* The problem *
Rewrite every line of the entries from the one containing "The component shall place one marker per instance of the potted" down to the one containing "(1040, 531)", both ends included. Offset each point coordinate in the answers by adding 34 to it.

* Items *
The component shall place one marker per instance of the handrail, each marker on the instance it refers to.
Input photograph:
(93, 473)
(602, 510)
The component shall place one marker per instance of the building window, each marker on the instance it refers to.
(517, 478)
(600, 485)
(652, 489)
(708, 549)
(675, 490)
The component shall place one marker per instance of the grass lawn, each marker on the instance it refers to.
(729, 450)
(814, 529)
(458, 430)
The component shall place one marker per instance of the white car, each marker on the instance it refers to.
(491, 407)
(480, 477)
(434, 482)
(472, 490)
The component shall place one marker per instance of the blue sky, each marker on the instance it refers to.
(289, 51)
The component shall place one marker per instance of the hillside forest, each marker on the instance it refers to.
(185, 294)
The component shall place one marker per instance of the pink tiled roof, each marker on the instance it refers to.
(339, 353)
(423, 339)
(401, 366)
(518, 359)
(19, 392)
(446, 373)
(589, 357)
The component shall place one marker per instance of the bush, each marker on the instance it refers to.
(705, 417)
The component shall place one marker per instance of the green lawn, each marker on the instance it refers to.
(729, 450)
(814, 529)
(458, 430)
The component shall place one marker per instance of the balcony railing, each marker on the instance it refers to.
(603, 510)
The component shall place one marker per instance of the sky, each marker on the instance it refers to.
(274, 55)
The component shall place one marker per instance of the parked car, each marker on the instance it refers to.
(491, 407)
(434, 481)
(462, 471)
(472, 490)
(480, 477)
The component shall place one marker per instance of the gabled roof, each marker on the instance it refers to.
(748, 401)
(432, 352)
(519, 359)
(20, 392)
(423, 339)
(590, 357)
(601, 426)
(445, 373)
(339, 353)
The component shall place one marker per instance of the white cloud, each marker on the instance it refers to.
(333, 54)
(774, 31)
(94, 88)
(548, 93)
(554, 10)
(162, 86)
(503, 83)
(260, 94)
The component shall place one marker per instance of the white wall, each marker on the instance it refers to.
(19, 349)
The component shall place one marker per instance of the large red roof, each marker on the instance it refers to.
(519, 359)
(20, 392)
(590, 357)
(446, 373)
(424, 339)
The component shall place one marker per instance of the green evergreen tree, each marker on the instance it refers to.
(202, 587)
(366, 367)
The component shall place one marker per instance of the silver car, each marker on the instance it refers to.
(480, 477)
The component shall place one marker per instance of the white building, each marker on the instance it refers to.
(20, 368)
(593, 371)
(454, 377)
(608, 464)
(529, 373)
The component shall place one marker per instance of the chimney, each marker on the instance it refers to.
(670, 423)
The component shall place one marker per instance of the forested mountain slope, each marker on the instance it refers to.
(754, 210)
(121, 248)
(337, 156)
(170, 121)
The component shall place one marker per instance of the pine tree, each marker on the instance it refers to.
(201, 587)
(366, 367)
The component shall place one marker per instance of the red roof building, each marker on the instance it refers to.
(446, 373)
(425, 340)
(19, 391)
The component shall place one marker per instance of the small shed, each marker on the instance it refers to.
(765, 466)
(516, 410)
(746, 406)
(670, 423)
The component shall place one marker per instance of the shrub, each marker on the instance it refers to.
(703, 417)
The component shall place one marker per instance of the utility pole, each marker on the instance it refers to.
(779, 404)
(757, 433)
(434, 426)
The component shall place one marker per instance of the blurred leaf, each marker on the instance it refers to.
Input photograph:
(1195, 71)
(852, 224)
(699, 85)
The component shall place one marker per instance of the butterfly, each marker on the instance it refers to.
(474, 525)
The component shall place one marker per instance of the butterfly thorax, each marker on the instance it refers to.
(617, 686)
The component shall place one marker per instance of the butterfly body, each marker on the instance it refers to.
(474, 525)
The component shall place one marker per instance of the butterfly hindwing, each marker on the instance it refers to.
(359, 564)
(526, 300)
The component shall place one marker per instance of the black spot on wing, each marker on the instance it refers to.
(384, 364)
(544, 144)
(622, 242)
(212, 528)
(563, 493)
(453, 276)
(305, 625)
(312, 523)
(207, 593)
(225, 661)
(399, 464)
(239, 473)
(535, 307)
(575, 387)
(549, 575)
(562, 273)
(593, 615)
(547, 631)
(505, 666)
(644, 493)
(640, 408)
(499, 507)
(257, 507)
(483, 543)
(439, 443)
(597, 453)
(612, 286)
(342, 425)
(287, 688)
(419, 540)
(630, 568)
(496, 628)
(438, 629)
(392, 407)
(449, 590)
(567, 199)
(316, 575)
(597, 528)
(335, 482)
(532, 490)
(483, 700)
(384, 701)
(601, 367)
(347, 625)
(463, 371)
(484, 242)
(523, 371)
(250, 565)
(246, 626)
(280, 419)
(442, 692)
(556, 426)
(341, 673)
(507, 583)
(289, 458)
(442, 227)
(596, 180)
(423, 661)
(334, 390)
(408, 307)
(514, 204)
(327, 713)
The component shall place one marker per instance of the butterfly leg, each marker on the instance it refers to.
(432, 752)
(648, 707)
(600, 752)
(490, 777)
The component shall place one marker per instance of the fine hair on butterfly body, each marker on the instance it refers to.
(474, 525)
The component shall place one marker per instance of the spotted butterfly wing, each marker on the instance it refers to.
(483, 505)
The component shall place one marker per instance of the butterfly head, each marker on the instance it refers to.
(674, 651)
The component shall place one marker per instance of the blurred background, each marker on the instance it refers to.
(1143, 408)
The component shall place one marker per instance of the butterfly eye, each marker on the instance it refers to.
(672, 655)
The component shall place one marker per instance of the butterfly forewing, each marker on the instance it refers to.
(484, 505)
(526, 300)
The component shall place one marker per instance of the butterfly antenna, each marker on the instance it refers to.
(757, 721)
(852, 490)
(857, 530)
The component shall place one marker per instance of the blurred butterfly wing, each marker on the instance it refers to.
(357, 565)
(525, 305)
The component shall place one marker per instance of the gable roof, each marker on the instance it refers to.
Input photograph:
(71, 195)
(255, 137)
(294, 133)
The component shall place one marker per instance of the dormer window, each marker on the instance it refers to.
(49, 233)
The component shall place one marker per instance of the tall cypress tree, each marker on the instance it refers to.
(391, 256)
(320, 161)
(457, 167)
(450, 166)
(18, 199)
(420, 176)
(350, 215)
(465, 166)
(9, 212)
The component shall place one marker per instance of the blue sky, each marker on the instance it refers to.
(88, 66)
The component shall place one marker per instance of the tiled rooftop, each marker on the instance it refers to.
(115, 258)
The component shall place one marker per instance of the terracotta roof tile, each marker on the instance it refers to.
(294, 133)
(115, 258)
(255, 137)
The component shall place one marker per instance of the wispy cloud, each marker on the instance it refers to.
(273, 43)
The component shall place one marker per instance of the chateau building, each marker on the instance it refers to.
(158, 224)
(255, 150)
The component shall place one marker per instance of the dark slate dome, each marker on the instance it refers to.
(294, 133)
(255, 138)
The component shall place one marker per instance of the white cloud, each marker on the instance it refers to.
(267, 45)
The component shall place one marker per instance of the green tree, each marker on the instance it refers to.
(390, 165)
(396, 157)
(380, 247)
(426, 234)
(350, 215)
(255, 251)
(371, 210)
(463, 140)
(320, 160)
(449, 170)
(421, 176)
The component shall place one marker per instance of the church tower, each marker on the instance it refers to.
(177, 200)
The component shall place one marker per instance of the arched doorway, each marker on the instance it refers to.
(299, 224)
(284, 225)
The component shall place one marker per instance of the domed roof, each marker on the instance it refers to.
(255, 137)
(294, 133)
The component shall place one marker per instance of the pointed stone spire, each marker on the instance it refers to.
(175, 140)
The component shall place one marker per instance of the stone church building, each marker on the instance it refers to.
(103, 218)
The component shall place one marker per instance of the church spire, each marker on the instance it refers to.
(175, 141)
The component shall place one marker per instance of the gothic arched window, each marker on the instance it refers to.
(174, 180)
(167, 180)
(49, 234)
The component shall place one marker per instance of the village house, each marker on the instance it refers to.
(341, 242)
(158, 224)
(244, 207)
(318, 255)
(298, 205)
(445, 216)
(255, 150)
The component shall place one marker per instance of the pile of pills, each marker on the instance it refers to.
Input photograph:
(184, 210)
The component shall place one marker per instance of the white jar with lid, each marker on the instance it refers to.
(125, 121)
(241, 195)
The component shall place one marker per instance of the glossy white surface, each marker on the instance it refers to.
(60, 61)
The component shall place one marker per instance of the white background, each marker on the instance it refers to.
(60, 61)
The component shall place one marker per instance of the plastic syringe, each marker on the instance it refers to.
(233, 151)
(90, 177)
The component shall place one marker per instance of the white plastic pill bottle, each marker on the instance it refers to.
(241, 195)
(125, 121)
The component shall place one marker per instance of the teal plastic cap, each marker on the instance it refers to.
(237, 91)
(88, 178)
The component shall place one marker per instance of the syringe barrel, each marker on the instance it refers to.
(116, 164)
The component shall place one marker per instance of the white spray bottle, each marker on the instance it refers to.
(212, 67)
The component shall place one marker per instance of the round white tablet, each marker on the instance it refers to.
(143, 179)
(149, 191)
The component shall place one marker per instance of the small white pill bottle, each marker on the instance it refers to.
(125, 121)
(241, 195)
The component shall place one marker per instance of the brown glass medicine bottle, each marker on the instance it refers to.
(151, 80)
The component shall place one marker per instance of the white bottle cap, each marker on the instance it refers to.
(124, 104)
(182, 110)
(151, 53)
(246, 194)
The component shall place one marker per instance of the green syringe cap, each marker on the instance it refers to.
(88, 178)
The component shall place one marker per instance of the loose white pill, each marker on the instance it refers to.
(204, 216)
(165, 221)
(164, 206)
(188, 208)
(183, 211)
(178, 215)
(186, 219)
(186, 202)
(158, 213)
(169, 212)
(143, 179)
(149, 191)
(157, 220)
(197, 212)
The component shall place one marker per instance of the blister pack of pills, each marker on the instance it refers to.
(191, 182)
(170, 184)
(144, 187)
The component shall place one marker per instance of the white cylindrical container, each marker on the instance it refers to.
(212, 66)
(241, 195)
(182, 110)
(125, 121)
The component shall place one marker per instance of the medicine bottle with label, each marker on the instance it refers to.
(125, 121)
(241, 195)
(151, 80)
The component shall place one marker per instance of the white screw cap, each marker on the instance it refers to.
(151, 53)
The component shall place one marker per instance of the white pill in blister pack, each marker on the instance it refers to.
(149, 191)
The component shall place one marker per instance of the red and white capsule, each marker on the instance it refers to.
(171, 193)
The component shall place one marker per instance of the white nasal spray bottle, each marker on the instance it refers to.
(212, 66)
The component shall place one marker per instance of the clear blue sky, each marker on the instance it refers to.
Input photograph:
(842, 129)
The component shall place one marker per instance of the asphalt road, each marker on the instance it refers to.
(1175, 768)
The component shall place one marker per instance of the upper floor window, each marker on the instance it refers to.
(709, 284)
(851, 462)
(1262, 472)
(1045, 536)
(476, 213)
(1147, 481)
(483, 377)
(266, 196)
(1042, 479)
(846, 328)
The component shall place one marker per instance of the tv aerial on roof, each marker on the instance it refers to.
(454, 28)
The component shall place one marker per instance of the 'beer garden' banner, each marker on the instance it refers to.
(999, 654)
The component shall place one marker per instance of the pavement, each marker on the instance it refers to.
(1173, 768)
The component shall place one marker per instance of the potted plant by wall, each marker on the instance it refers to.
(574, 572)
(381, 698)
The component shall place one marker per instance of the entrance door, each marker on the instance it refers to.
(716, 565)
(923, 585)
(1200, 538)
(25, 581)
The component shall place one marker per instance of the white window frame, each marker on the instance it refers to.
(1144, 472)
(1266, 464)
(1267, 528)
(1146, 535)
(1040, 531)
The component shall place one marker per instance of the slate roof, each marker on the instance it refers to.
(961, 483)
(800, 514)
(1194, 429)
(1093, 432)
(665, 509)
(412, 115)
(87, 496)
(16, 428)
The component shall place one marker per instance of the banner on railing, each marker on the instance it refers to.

* Written solution *
The component shall place one marker per instance of the potted plant by wall, each marker on the instance it refers to.
(608, 606)
(415, 732)
The component shall place one marker per instance of the entrance door, each marker on the instance it refers to.
(750, 599)
(957, 619)
(1234, 572)
(59, 615)
The component shall place one marker per instance of the white window frame, each marker on the instance it refers to.
(1178, 506)
(1300, 498)
(1301, 562)
(1180, 569)
(1074, 565)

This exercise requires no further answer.